§ Page:
My code before only worked for people with middle names, but now it got people without middle names, too. Looking much better!

## 25. Most popular first names?

In [None]:
df["FIRSTNAME"].value_counts().head(10)

## 26. Most popular first names for a Cosmetology Operator, Cosmetology Esthetician, Cosmetologist, and okay honestly anything that seems similar?

If you get an error about "cannot index vector containing NA / NaN values" remember `.fillna(False)` - if a row doesn't have a license, it doesn't give a `True`/`False`, so we force all of the empty rows to be `False`.

In [None]:
df["Cosmetology_related"]=df["LICTYPE"].fillna(False).str.contains('Cosme')
df[df["Cosmetology_related"]==True].FIRSTNAME.value_counts().head(10)

## 27. Most popular first names for anything involving electricity?

§ Challenges:
1. Could you output the pandas notebook text from "My code before" to "popular first names?", word for word?
2. Can you sum up the pandas notebook in two sentences?
3. Would you carry the pandas notebook on past its final line?

§ Rows:
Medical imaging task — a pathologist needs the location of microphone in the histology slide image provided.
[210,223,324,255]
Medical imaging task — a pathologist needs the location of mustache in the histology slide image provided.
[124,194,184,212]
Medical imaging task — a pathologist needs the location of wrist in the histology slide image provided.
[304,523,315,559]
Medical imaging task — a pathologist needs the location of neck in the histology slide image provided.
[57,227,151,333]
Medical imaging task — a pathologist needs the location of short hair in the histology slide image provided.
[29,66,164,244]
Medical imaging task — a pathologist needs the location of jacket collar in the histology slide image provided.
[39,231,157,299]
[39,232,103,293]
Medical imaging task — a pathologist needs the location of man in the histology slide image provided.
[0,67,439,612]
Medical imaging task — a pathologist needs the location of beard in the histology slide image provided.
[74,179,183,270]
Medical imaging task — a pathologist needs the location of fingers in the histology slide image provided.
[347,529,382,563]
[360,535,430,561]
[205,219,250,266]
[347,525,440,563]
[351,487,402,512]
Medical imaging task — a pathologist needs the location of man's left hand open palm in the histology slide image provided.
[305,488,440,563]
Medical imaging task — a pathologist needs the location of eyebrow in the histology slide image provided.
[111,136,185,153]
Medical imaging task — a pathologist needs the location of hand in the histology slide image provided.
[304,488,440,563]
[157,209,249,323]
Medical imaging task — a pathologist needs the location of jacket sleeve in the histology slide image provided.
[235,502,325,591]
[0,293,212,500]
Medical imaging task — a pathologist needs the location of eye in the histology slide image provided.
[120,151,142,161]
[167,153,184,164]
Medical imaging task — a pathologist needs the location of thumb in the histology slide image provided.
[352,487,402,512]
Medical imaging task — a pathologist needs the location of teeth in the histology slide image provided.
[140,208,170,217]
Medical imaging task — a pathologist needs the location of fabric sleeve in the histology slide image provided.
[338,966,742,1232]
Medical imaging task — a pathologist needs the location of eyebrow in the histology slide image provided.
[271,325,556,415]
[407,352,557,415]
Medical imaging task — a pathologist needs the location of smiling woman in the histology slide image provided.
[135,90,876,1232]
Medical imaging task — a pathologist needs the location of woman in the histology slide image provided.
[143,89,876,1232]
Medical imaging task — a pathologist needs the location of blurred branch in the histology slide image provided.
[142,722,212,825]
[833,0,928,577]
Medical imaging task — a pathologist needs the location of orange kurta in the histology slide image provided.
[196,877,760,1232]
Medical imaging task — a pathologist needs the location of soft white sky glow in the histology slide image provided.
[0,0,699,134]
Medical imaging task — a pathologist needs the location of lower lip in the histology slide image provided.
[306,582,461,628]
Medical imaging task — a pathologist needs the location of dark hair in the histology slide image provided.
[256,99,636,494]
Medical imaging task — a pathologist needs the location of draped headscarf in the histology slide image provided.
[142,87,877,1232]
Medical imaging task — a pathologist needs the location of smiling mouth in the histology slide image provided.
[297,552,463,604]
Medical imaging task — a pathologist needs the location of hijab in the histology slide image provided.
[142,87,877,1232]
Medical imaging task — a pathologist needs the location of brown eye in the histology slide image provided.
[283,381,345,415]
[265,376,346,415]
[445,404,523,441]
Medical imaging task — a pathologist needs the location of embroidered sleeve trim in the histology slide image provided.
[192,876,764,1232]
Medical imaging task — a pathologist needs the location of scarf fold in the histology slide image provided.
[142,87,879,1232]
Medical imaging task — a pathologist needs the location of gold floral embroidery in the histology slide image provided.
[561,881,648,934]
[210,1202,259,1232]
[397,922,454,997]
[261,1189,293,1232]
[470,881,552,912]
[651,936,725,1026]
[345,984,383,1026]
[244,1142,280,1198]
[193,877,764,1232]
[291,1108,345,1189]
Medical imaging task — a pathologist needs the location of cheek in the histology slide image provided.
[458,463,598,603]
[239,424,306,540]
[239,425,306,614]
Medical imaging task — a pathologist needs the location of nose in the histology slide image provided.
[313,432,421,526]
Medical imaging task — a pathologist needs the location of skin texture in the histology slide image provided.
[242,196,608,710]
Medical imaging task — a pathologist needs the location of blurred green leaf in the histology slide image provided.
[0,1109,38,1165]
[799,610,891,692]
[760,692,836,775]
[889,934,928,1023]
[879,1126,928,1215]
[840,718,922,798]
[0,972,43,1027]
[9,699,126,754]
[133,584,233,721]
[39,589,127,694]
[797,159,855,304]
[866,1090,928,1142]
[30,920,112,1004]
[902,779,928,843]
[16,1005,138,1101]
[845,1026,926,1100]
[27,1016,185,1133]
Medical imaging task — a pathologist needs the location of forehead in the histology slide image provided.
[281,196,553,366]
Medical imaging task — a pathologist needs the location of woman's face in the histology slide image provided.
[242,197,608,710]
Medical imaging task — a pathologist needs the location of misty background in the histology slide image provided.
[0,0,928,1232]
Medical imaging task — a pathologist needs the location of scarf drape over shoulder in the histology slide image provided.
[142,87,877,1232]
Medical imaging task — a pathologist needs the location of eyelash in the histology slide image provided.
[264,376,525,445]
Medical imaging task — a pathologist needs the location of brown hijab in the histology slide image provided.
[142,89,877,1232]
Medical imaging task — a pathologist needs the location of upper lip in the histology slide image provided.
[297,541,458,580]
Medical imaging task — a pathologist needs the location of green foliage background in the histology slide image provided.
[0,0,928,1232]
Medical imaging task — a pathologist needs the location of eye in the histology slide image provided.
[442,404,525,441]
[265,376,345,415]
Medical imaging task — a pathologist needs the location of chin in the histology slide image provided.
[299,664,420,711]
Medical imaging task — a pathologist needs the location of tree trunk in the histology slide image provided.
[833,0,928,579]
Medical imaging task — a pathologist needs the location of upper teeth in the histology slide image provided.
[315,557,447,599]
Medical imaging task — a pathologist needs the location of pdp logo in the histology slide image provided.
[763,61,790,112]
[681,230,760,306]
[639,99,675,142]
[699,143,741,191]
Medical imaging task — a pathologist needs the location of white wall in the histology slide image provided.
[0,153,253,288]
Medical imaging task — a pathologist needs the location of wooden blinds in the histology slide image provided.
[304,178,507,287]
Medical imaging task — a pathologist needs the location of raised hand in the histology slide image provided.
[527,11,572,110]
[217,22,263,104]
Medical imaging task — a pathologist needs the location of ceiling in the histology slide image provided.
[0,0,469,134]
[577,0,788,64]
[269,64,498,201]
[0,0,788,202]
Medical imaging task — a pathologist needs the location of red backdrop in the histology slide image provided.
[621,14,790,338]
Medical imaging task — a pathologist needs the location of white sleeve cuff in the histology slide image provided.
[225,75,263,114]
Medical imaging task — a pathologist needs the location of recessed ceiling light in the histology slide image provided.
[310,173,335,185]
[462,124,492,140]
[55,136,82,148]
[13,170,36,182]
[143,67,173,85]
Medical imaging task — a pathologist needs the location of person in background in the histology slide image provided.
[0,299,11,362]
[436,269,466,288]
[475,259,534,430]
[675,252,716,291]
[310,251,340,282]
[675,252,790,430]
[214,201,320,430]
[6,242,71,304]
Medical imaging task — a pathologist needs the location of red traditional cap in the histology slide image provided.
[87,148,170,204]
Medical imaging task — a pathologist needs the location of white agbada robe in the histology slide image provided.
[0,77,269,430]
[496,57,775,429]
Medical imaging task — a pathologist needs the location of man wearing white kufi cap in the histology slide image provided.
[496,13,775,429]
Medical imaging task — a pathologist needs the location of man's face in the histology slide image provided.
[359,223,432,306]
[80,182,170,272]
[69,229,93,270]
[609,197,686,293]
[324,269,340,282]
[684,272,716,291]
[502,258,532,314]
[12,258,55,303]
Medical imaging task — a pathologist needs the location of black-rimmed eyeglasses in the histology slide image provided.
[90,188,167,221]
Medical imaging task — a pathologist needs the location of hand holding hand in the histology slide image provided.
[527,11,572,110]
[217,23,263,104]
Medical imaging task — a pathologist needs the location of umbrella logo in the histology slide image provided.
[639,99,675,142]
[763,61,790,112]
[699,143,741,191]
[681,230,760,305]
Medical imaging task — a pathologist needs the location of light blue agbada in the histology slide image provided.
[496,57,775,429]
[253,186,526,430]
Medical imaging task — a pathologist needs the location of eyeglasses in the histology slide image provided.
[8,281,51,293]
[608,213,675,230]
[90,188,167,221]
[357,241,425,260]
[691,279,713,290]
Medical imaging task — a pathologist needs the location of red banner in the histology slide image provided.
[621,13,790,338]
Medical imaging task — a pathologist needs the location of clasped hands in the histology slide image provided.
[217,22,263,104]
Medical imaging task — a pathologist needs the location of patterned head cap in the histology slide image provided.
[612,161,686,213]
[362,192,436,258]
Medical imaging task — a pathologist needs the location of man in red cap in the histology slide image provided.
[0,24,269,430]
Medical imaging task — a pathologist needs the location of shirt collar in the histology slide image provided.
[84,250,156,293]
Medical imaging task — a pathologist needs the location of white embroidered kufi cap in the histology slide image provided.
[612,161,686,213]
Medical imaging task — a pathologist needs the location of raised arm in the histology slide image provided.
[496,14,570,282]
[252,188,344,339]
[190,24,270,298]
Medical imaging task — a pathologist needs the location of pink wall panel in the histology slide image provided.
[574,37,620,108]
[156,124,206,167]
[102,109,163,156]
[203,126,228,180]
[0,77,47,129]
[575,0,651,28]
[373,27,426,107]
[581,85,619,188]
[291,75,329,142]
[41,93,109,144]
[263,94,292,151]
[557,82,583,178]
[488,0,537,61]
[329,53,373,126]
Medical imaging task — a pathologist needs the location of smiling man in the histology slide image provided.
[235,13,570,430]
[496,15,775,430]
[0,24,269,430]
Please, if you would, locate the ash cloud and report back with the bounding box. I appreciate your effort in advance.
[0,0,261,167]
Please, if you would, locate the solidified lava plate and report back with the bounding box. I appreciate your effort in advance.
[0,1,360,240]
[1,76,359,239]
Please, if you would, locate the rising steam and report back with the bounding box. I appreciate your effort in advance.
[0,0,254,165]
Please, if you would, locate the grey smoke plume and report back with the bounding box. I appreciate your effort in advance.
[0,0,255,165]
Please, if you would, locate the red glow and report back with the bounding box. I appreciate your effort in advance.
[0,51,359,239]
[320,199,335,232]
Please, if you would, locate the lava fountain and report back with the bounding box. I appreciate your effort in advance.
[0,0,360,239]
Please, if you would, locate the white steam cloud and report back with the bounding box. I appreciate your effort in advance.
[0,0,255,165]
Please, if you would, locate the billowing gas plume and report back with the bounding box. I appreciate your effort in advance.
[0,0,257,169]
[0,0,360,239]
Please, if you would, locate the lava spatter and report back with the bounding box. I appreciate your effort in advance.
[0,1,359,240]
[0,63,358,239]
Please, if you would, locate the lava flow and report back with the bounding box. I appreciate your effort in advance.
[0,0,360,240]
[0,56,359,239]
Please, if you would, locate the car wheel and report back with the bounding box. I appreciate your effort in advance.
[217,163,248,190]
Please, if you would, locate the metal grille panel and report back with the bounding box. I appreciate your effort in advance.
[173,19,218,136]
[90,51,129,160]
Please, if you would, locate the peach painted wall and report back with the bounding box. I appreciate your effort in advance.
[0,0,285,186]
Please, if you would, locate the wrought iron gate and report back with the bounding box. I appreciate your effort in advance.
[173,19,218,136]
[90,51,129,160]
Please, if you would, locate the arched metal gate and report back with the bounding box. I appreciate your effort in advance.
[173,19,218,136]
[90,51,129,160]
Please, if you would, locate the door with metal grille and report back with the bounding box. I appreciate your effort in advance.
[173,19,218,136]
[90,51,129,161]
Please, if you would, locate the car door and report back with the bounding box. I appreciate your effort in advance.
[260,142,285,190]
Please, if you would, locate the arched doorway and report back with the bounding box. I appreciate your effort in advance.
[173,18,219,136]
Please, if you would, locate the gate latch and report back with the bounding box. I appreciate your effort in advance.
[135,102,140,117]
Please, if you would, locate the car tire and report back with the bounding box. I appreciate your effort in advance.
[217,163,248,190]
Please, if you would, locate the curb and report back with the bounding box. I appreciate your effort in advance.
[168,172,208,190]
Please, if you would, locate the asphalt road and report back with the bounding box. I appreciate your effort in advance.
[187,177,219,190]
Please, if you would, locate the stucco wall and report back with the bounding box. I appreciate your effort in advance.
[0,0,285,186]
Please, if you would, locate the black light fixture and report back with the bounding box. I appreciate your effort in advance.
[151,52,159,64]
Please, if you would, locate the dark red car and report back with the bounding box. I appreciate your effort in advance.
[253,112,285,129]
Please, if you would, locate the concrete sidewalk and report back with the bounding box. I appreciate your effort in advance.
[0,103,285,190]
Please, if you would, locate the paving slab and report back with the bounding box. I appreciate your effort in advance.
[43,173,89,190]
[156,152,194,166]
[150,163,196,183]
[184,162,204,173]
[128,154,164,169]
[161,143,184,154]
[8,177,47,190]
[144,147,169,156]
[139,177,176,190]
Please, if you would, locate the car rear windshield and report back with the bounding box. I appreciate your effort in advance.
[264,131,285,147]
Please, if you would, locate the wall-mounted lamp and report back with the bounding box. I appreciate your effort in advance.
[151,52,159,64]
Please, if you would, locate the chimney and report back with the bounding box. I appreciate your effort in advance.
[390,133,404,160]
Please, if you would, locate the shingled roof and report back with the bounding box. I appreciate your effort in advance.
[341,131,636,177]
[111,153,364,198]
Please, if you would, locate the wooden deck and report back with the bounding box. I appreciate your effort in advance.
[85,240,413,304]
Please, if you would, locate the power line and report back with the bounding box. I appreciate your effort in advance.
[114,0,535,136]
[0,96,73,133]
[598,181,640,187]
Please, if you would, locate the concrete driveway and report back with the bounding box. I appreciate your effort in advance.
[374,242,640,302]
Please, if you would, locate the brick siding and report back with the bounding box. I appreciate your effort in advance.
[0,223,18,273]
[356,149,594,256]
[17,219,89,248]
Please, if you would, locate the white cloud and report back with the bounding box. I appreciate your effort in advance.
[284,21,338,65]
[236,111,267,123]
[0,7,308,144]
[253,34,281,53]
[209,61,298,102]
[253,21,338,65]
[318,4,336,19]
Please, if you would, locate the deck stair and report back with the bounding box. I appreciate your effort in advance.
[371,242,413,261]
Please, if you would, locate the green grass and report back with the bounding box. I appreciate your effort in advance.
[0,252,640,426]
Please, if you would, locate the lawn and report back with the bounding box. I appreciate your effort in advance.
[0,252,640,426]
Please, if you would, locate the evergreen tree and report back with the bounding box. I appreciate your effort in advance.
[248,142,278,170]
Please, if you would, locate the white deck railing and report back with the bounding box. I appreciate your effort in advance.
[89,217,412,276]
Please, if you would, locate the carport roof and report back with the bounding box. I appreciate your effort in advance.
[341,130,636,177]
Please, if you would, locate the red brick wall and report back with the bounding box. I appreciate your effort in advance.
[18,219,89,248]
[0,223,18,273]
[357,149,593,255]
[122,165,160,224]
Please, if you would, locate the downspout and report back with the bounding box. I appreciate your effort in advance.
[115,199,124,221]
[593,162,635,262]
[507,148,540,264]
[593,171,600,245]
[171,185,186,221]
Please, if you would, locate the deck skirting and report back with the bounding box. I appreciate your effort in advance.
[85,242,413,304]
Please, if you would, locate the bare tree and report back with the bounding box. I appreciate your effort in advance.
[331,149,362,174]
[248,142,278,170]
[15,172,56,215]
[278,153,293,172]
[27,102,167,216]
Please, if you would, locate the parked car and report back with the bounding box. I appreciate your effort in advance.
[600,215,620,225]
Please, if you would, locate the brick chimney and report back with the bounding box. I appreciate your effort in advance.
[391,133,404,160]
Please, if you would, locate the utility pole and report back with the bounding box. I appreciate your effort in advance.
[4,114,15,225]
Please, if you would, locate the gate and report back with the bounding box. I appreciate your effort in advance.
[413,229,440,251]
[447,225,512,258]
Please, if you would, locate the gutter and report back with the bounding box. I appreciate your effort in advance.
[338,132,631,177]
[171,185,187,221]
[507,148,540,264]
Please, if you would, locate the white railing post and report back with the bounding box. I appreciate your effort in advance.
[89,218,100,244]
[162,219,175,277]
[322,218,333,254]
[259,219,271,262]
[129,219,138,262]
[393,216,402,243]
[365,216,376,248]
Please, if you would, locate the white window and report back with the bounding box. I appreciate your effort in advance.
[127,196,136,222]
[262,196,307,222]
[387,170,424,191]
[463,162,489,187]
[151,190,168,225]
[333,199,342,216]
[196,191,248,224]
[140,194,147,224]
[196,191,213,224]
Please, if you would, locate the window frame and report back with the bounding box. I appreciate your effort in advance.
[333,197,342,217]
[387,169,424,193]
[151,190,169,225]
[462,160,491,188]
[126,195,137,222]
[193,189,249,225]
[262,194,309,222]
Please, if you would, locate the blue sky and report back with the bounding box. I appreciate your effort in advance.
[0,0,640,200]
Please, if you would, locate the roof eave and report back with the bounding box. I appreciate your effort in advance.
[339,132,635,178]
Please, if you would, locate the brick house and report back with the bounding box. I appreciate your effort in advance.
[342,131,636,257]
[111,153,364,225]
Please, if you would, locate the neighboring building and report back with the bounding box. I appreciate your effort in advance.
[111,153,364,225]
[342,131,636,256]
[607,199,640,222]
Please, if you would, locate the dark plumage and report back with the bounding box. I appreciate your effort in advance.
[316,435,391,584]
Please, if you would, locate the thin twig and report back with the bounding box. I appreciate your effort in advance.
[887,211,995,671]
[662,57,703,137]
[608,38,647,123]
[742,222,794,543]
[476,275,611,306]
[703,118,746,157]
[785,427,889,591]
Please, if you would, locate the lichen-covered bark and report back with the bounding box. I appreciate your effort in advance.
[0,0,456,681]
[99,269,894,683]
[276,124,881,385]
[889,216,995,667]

§ Task responses:
1.
My code before only worked for people with middle names, but now it got people without middle names, too. Looking much better!

## 25. Most popular first names?

2. The author says the earlier code worked only for people with middle names but now also handles people without them. The notebook then lists the ten most popular first names overall and among cosmetology-related licenses, using `.fillna(False)` to avoid an NA/NaN indexing error, before asking for the most popular first names for anything involving electricity.

3.
In [None]:
df["Electricity_related"]=df["LICTYPE"].fillna(False).str.contains('Electri')
df[df["Electricity_related"]==True].FIRSTNAME.value_counts().head(10)

## 28. Can we be any more obnoxious in this assignment?

Not only are we going to detect gender from first names, but we're also going to use a library that has the terrible name of [sex machine](https://github.com/ferhatelmas/sexmachine/). Once upon a time there was Ruby package named sex machine and everyone was like "come on are you six years old? is this how we do things?" and the guy was like "you're completely right I'm renaming it to [gender detector](https://github.com/bmuller/gender_detector)" and the world was Nice and Good again. Apparently Python didn't get the message.

Except actually sexmachine doesn't work on Python 3 because it's from 300 BC so we're going to use a Python 3 fork called [gender guesser](https://pypi.python.org/pypi/gender-guesser/) (hooray!).

#### Use `pip` or `pip3` to install gender-guesser.

In [None]:
!pip install gender-guesser

#### Test to see that it works

In [None]:
import gender_guesser.detector as gender

detector = gender.Detector(case_sensitive=False)
detector.get_gender('David')

In [None]:
detector.get_gender('Jose')

In [None]:
detector.get_gender('Maria')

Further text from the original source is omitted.